Stored data:
+++

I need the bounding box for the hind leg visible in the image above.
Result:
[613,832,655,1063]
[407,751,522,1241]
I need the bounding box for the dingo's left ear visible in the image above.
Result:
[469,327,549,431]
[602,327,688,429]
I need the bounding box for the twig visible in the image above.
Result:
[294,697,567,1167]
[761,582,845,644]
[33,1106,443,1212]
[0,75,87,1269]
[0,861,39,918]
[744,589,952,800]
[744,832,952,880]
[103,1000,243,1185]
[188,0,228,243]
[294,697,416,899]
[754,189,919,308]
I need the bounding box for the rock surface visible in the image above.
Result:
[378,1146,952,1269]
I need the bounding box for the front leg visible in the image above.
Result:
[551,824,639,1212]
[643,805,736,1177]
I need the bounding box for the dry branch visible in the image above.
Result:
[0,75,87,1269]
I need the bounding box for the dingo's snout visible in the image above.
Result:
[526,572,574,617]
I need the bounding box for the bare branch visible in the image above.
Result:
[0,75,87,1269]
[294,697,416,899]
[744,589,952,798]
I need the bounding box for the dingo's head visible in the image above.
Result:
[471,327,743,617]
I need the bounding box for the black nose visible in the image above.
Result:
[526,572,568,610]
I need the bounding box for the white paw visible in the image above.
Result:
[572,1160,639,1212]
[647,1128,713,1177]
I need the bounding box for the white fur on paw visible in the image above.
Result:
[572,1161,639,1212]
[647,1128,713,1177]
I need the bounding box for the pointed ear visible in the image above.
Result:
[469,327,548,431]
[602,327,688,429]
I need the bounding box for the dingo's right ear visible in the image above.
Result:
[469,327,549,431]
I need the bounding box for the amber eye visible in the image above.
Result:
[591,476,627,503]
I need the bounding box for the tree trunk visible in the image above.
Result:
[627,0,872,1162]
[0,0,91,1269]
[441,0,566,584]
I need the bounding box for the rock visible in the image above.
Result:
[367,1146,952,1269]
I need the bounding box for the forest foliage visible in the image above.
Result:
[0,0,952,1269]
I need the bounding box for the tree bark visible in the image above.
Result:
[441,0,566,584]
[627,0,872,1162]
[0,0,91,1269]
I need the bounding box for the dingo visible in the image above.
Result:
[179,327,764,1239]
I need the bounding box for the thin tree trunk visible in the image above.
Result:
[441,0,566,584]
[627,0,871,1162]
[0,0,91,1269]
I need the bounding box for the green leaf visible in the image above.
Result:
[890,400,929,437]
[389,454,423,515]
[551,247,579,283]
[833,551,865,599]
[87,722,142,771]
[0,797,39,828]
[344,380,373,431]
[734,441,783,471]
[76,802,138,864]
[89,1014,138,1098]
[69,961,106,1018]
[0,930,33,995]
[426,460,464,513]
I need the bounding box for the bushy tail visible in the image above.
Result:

+++

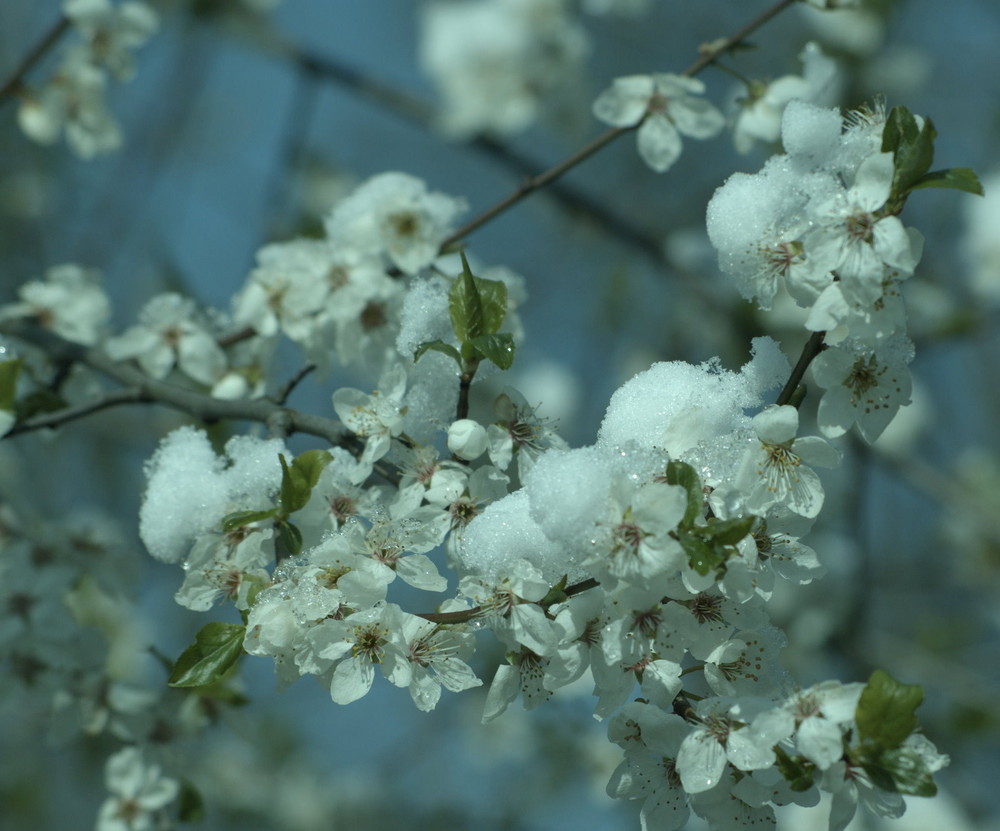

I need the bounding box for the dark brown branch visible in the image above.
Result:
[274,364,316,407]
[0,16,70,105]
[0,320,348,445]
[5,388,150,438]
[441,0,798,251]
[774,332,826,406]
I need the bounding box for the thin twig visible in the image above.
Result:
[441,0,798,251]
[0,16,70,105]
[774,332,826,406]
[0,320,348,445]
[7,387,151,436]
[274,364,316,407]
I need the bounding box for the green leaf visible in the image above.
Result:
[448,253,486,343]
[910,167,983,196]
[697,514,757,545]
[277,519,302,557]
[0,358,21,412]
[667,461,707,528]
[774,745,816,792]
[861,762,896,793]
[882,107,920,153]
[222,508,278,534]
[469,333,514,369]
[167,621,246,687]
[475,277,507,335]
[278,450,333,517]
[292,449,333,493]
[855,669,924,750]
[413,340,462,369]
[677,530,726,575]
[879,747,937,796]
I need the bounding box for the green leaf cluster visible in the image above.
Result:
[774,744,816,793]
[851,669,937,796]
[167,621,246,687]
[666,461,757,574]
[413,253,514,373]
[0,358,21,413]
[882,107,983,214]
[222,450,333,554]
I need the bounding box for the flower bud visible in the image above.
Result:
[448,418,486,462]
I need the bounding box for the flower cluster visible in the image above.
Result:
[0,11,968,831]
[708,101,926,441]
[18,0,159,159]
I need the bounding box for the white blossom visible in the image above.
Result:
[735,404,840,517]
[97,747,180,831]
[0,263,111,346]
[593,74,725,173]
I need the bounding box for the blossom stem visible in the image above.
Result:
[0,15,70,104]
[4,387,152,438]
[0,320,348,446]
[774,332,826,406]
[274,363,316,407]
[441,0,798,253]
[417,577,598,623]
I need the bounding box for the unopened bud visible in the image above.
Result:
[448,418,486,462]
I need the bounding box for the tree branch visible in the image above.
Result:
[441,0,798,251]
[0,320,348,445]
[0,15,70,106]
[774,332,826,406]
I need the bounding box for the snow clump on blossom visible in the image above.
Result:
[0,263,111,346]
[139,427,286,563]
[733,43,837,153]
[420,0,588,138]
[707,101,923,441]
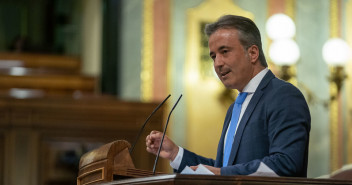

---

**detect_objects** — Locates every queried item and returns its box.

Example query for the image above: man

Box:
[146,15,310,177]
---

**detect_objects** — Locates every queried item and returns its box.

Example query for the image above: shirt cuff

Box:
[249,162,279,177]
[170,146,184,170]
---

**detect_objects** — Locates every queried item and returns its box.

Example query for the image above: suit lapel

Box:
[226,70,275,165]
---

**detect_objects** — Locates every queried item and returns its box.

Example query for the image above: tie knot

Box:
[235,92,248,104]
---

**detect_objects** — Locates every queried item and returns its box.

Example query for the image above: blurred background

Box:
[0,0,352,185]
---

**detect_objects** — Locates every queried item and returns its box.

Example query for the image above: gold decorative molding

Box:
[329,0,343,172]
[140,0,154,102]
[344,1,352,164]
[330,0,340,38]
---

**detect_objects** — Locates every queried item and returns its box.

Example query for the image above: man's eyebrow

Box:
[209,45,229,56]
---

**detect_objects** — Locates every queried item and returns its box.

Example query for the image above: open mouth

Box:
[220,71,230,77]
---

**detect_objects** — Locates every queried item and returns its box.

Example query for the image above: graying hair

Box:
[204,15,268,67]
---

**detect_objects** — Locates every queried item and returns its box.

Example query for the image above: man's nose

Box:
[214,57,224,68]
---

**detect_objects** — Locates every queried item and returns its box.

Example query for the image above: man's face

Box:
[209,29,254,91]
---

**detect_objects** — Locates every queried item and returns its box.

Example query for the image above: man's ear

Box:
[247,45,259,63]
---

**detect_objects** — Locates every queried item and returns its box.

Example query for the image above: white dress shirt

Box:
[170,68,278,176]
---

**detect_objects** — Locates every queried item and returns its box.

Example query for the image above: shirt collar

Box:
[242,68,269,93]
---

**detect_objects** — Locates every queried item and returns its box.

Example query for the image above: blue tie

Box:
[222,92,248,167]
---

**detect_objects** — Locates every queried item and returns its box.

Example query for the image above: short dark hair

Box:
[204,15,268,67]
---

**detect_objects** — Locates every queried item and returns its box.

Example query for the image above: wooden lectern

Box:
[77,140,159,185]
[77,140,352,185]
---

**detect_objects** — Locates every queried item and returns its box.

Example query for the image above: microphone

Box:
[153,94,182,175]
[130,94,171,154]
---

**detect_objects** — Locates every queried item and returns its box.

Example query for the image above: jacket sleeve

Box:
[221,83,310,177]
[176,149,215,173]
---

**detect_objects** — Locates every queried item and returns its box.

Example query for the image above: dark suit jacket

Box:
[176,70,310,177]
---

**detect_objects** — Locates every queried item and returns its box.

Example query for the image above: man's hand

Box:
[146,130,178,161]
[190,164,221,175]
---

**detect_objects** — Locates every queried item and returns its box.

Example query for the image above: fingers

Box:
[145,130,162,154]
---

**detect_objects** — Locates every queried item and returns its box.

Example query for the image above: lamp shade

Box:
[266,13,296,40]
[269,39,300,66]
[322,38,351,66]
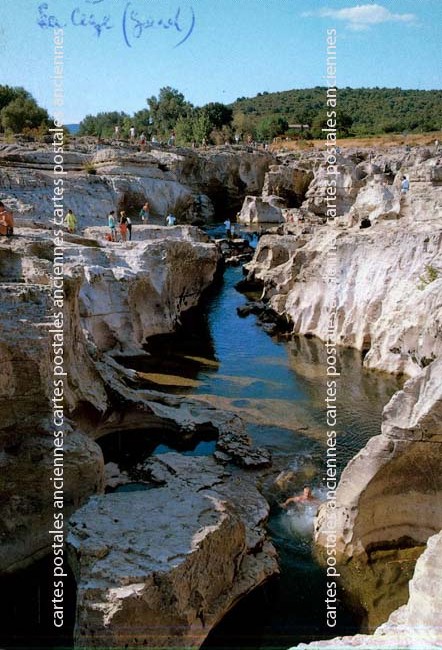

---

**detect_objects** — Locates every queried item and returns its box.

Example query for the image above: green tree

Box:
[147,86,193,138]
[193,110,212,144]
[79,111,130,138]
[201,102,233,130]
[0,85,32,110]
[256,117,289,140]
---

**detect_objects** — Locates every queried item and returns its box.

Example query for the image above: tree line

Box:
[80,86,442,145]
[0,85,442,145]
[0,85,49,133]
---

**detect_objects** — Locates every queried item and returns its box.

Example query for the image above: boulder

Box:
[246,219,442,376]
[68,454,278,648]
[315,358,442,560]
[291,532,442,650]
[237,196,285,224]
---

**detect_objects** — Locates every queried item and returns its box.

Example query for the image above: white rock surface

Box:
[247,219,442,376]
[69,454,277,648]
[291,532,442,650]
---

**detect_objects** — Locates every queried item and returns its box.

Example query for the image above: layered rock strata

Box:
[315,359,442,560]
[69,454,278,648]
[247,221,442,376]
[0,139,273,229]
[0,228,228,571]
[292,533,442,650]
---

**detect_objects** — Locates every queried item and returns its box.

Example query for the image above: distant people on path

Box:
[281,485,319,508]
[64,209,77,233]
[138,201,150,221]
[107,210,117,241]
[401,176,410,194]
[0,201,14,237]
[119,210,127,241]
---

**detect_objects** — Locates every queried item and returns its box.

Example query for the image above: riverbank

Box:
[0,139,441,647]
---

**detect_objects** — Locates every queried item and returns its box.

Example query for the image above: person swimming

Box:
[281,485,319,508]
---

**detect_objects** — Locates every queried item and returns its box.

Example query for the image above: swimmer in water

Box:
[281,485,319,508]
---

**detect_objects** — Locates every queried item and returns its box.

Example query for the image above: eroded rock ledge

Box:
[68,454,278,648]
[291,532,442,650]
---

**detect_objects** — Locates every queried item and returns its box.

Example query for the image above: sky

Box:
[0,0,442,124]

+++

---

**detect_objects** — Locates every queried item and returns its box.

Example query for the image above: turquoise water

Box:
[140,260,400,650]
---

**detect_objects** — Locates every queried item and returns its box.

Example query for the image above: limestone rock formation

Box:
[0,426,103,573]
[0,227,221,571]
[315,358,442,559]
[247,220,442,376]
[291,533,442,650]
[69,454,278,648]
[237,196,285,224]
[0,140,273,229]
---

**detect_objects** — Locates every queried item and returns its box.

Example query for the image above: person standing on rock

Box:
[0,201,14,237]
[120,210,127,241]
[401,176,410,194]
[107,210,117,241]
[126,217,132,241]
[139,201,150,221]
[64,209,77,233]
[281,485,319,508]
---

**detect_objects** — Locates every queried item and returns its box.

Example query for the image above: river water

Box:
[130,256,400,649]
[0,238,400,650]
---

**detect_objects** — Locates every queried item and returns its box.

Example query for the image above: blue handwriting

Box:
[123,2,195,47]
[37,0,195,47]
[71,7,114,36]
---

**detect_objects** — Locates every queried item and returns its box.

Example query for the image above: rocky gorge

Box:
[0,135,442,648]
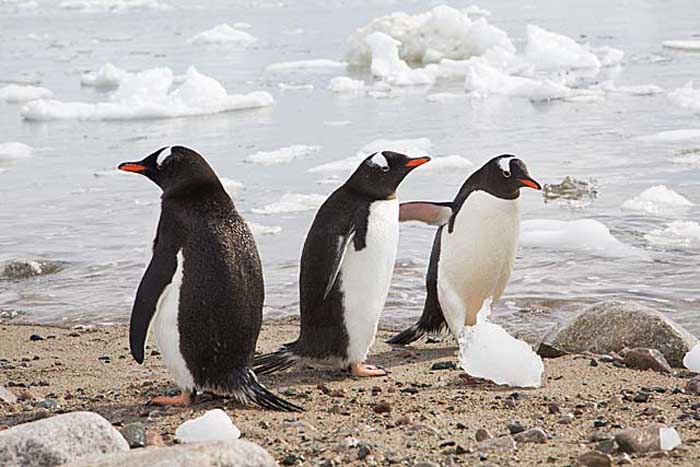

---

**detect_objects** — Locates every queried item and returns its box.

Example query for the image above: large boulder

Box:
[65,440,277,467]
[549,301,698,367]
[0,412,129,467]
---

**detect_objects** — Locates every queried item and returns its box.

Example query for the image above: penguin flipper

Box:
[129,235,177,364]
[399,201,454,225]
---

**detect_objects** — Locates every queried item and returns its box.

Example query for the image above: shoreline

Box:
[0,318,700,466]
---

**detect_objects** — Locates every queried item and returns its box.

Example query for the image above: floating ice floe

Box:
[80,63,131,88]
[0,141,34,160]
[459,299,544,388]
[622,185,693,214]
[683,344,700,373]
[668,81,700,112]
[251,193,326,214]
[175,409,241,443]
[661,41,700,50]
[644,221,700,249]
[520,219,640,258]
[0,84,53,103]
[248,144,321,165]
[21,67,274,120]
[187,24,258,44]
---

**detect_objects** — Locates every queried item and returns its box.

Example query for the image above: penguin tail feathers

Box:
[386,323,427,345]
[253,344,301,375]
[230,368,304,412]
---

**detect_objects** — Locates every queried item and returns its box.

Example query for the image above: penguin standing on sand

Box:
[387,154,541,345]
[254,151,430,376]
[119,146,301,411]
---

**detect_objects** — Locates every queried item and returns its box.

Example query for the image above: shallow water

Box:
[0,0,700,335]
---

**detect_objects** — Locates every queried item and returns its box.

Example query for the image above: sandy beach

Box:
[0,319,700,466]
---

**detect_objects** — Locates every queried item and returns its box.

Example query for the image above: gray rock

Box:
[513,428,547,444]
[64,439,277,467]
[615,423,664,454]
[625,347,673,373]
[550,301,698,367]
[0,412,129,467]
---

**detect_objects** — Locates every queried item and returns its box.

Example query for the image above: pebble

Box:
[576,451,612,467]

+++

Stated task: Find every line in the records that contains the word "branch" and copy each of those lines.

Task output:
I need the bounding box for the dry branch visible in the image above.
I need the bounding box for the bare branch visible in the image above.
I need the bounding box for the dark brown branch visible in the image above.
I need the bounding box for the tree branch visible in the image above.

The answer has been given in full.